**ÉNONCÉ A:** Dans les lignes du jeu de données plus bas, de la première jusqu'à celle qui contient « POLYGON ((18 258, 14 » incluse, remplacez « boot » par « shoe » et redonnez ce passage sans rien changer d'autre. Laissez les images de côté.
+---+
Chronique

Legault dans l’ascenseur Trump ?

Une baisse de 6 % en un mois dans les intentions de vote pour n’importe quel parti, c’est mauvais. Un tel recul pour un parti qui vient d’élire un nouveau chef, c’est très mauvais.

Devant de tels chiffres, on cherche la gaffe du nouveau chef, on essaye de trouver la contre-performance. En vain. Jean-François Lisée, il est vrai, a connu des débuts hésitants à l’Assemblée nationale à la tête de son parti et de l’opposition officielle, mais rien pour faire bouger l’aiguille à ce point. Le choix de ses premières questions et le ton n’étaient peut-être pas totalement « sur la coche », mais qui, au Québec, suit la période des questions assidûment au point de moduler son intention de vote sur une ou deux journées ordinaires d’un chef ?

Par ailleurs, c’est la Coalition avenir Québec (CAQ) de François Legault qui récolte le fruit des malheurs du Parti québécois (PQ) sans pourtant avoir particulièrement brillé au cours du dernier mois. Le chef de la CAQ et ses députés travaillent avec discipline et enthousiasme, y compris les fins de semaine, mais ils n’ont pas vraiment changé de stratégie et n’ont rien fait pour frapper à ce point l’imagination des électeurs.
+---+
**ÉNONCÉ B:** Nommez toutes les personnes citées dans la chronique.

**Enregistrements tirés d'un jeu de données:**
+---+
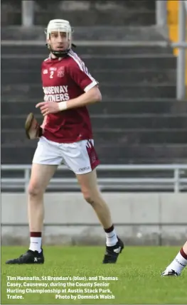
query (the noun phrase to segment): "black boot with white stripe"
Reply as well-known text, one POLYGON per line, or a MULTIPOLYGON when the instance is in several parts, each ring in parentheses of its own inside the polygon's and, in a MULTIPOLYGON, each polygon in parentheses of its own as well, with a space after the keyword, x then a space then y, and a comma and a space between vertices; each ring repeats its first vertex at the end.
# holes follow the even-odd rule
POLYGON ((106 246, 106 252, 102 261, 103 264, 114 264, 117 262, 118 256, 122 253, 124 248, 123 242, 117 237, 118 241, 114 246, 106 246))
POLYGON ((18 258, 14 258, 9 259, 6 262, 6 264, 43 264, 44 263, 44 256, 43 250, 40 253, 38 251, 31 251, 28 250, 26 253, 21 255, 18 258))

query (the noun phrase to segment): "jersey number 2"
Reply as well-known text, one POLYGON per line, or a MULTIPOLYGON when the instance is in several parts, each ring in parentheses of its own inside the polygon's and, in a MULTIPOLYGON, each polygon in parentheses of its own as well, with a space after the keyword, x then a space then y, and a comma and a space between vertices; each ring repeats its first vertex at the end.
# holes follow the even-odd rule
POLYGON ((54 74, 54 71, 50 71, 50 78, 53 78, 53 74, 54 74))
+---+
**RÉSULTAT A:**
query (the noun phrase to segment): "black shoe with white stripe"
Reply as well-known text, one POLYGON per line, or a MULTIPOLYGON when the instance is in several parts, each ring in parentheses of its own inside the polygon's and, in a MULTIPOLYGON, each polygon in parentheses of its own as well, with a space after the keyword, x then a space then y, and a comma and a space between vertices; each ring repeats its first vertex at the end.
# holes follow the even-odd rule
POLYGON ((106 246, 106 252, 102 261, 103 264, 114 264, 117 262, 118 256, 122 253, 124 248, 123 242, 117 237, 118 241, 114 246, 106 246))
POLYGON ((18 258, 14 258, 9 259, 6 262, 6 264, 43 264, 44 263, 44 256, 43 250, 40 253, 38 251, 31 251, 28 250, 26 253, 21 255, 18 258))

**RÉSULTAT B:** Trump, Jean-François Lisée, François Legault